**Required work:** Print the entire listing below verbatim, character for character and line for line, from the first line through the last.

**Dataset records:**
○ ○ ○ ○ ○
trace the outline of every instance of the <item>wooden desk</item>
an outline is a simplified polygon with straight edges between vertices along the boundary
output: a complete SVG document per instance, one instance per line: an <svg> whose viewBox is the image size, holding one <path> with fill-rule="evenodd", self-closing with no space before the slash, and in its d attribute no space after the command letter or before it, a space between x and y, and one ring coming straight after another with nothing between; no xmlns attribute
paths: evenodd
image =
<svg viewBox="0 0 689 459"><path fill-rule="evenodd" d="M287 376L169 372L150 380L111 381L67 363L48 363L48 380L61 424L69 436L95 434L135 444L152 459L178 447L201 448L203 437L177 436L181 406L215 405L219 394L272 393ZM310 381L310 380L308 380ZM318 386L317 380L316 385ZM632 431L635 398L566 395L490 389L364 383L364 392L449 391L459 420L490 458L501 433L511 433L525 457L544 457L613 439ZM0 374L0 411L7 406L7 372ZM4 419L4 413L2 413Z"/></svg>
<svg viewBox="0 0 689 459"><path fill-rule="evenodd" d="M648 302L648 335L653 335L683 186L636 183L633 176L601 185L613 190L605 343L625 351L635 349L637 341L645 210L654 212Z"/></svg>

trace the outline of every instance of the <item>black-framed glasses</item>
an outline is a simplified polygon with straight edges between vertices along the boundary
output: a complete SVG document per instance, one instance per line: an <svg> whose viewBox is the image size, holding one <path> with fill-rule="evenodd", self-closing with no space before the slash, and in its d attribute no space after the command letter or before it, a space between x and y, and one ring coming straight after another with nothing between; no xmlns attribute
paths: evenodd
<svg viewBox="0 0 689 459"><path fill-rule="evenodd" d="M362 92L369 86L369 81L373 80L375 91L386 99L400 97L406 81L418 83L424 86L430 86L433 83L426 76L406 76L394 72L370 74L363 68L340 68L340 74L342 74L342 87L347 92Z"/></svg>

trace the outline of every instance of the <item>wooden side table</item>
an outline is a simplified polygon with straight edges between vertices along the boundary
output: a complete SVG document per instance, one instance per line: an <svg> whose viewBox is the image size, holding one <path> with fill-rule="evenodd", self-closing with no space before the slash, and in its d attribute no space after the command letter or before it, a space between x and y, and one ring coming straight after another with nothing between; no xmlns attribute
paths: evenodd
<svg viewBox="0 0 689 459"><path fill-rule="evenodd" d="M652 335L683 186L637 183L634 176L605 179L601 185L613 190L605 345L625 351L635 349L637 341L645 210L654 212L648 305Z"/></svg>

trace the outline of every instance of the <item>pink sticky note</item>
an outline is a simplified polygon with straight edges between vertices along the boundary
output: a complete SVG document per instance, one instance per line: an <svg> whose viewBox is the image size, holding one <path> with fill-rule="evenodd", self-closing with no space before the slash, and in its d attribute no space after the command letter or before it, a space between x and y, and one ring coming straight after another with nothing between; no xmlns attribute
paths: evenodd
○ ○ ○ ○ ○
**Solution for this task:**
trace the outline of every instance of the <item>wooden desk</item>
an outline is a simplified polygon with straight edges between vertices along the boundary
output: a complete SVG document per instance, one instance per line: an <svg> whose viewBox is the image size, holding one <path> with fill-rule="evenodd", self-closing with no space before the slash, and in its d attribute no space after the command letter or before it, a space between x and y, and one ring coming straight after another with nothing between; no xmlns attribute
paths: evenodd
image =
<svg viewBox="0 0 689 459"><path fill-rule="evenodd" d="M287 376L169 372L150 380L111 381L67 363L48 363L48 380L61 424L69 436L95 434L135 444L152 459L178 447L201 448L203 437L177 436L181 406L215 405L219 394L272 393ZM310 381L310 380L308 380ZM318 386L317 380L316 385ZM632 431L635 398L566 395L490 389L364 383L364 392L449 391L459 420L490 458L501 433L511 433L525 457L544 457L613 439ZM0 374L0 411L7 406L7 372ZM4 419L4 413L2 413Z"/></svg>
<svg viewBox="0 0 689 459"><path fill-rule="evenodd" d="M648 302L648 335L653 335L683 186L636 183L633 176L601 185L613 190L605 343L625 351L635 349L637 341L645 210L654 212Z"/></svg>

trace the outline of every instance of the <item>black-framed glasses</item>
an outline is a simplified polygon with straight edges between vertices along the boundary
output: a complete SVG document per instance, one instance per line: an <svg> whose viewBox is the image size, holding one <path> with fill-rule="evenodd", self-closing with no space before the slash, and in its d attribute no space after the command letter or before it, a space between x and y, and one ring coming straight after another with nothing between; no xmlns attribute
paths: evenodd
<svg viewBox="0 0 689 459"><path fill-rule="evenodd" d="M362 92L369 86L369 81L373 80L375 91L386 99L400 97L406 81L418 83L424 86L430 86L433 83L426 76L406 76L394 72L370 74L363 68L340 68L340 74L342 74L342 87L347 92Z"/></svg>

trace the outline of every instance of the <item>wooden side table</item>
an outline is a simplified polygon with straight edges between vertices along the boundary
output: a complete SVG document per instance, one instance per line: an <svg> whose viewBox is the image size, holding one <path> with fill-rule="evenodd", self-closing with no space before the slash, and in its d attribute no space after the command letter or before it, a space between x and y, and one ring coming straight after another with nothing between; no xmlns attribute
paths: evenodd
<svg viewBox="0 0 689 459"><path fill-rule="evenodd" d="M652 335L683 186L637 183L634 176L605 179L601 185L613 190L605 345L625 351L635 349L637 341L645 210L654 212L648 305Z"/></svg>

trace the outline of every instance of the <item>pink sticky note</item>
an outline is a simplified polygon with straight edges between vertices along the boundary
output: a complete SVG document per instance, one instance per line: an <svg> whose viewBox is the image size, holding one <path> with fill-rule="evenodd", self-closing with no space before the slash, and in its d attribute no space after the command letter or before it, a space between x and y, and one ring coming straight after another with nothing between; no xmlns attribute
paths: evenodd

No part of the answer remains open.